From the data that follows, print exactly the lines starting at the one containing "--query=blurred dark background" and ending at the one containing "Within one instance, the"; include both of them and nothing more.
*** Information Section Begins ***
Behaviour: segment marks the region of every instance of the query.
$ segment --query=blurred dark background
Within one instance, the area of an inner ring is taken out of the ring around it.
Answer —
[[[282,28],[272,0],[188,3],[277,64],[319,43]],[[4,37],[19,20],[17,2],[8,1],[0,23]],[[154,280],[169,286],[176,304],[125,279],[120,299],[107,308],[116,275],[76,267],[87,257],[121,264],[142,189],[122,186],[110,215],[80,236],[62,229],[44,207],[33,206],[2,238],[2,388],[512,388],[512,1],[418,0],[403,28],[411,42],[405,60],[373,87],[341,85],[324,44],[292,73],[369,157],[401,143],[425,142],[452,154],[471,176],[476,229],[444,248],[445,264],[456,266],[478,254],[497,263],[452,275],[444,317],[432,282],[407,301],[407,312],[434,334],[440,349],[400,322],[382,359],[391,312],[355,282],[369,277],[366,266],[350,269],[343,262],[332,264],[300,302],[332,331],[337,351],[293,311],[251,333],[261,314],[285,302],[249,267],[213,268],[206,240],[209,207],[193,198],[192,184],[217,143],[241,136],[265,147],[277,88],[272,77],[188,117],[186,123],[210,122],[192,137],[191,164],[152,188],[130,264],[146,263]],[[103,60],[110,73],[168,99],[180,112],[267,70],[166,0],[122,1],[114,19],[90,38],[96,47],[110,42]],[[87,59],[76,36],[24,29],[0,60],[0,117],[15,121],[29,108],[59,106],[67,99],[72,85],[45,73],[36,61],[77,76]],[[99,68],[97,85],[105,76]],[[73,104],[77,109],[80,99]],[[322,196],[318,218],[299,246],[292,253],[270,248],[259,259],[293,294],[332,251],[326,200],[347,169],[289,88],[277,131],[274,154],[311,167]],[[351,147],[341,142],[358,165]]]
*** Information Section Ends ***
- **Output of the exercise**
$ segment --query=blurred dark background
Within one instance, the area of an inner ring is taken out of the ring around it.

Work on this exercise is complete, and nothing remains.